▼

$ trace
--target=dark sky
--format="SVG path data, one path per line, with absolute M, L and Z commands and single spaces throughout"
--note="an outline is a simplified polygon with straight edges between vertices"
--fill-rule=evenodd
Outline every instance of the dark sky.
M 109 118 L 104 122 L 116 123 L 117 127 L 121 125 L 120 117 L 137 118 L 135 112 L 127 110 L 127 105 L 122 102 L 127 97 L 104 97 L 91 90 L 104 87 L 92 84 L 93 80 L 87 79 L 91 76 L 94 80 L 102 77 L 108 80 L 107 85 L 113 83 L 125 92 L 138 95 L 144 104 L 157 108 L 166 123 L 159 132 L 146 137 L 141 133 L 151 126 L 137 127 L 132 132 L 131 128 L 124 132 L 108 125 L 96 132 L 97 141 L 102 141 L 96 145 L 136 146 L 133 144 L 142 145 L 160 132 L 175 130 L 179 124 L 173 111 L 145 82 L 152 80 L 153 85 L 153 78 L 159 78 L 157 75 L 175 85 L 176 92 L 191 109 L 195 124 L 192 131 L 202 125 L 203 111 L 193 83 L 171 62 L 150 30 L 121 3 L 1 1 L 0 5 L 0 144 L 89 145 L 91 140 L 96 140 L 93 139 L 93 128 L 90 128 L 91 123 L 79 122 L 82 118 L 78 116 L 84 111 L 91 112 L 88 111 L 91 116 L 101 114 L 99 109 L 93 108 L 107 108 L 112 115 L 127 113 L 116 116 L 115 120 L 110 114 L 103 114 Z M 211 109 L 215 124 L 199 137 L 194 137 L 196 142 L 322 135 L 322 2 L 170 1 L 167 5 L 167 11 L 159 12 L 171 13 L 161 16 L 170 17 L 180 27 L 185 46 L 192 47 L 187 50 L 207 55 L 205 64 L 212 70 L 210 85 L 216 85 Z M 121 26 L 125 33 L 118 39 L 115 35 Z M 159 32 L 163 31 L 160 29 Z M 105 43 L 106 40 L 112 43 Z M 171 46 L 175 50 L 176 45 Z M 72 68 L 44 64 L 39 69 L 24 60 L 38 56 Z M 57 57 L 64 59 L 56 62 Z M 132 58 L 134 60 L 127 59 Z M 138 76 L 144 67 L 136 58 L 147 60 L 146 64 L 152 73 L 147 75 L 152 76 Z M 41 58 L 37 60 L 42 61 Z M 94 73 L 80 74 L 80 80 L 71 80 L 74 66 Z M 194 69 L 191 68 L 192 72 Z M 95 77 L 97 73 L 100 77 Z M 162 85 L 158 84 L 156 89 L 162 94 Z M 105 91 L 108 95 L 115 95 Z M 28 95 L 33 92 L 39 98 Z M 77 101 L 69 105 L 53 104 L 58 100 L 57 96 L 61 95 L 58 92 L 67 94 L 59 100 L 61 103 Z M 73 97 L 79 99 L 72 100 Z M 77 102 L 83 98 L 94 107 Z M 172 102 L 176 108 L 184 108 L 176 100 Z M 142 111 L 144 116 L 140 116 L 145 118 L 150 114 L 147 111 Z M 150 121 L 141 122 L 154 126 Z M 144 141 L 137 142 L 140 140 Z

▲

- _DIRECTIONS FOR THIS TASK_
Reproduce every line of the rows above verbatim, with no alterations.

- _REPLY_
$ trace
--target=dark sky
--format="SVG path data, one path per line, with absolute M, L and Z commands and single spaces throughout"
--note="an outline is a simplified polygon with straight edges between vertices"
--fill-rule=evenodd
Outline every instance of the dark sky.
M 109 118 L 104 122 L 116 123 L 117 127 L 121 125 L 120 117 L 137 118 L 135 112 L 127 110 L 127 105 L 122 102 L 127 97 L 104 97 L 91 90 L 104 87 L 92 84 L 93 80 L 87 79 L 91 76 L 94 80 L 102 77 L 108 80 L 107 85 L 113 83 L 125 92 L 138 95 L 144 104 L 157 108 L 166 123 L 159 132 L 146 137 L 141 133 L 151 126 L 137 127 L 132 132 L 131 128 L 124 132 L 108 125 L 96 132 L 97 141 L 102 141 L 96 145 L 136 146 L 133 144 L 142 145 L 160 132 L 175 130 L 179 124 L 173 111 L 145 82 L 152 80 L 153 85 L 153 78 L 159 78 L 157 75 L 175 85 L 176 92 L 191 109 L 195 124 L 192 131 L 202 125 L 203 111 L 193 83 L 171 62 L 150 30 L 121 3 L 1 1 L 0 5 L 0 144 L 89 145 L 91 140 L 96 140 L 93 139 L 93 128 L 90 128 L 91 123 L 79 122 L 82 118 L 78 116 L 84 111 L 91 112 L 88 111 L 91 116 L 101 114 L 99 109 L 93 108 L 107 108 L 112 115 L 127 113 L 116 116 L 115 120 L 110 114 L 103 114 Z M 211 109 L 215 124 L 199 137 L 194 137 L 196 142 L 322 135 L 322 2 L 170 1 L 167 5 L 167 11 L 159 12 L 171 13 L 161 16 L 170 17 L 180 27 L 185 46 L 192 47 L 187 50 L 207 55 L 205 64 L 212 70 L 210 85 L 216 85 Z M 121 26 L 125 33 L 118 39 L 115 35 Z M 159 32 L 163 31 L 160 29 Z M 105 43 L 106 40 L 112 43 Z M 171 46 L 175 50 L 176 45 Z M 72 68 L 44 64 L 39 69 L 24 60 L 38 56 Z M 57 57 L 64 59 L 56 62 Z M 132 58 L 134 60 L 127 59 Z M 138 76 L 144 67 L 136 58 L 147 60 L 146 64 L 152 73 L 147 75 L 152 76 Z M 41 58 L 37 60 L 42 61 Z M 94 73 L 80 74 L 80 80 L 71 80 L 74 66 Z M 194 69 L 191 68 L 192 72 Z M 95 77 L 97 73 L 100 77 Z M 162 85 L 158 84 L 156 89 L 162 94 Z M 105 91 L 108 95 L 115 95 Z M 28 95 L 33 92 L 39 98 Z M 77 101 L 69 105 L 53 104 L 58 100 L 57 96 L 61 95 L 58 92 L 67 94 L 59 100 L 61 103 Z M 73 97 L 79 99 L 72 100 Z M 77 102 L 83 98 L 94 107 Z M 172 102 L 176 108 L 184 108 L 176 100 Z M 142 111 L 144 116 L 140 116 L 145 118 L 150 114 L 147 111 Z M 150 121 L 141 122 L 154 126 Z M 144 141 L 137 142 L 140 140 Z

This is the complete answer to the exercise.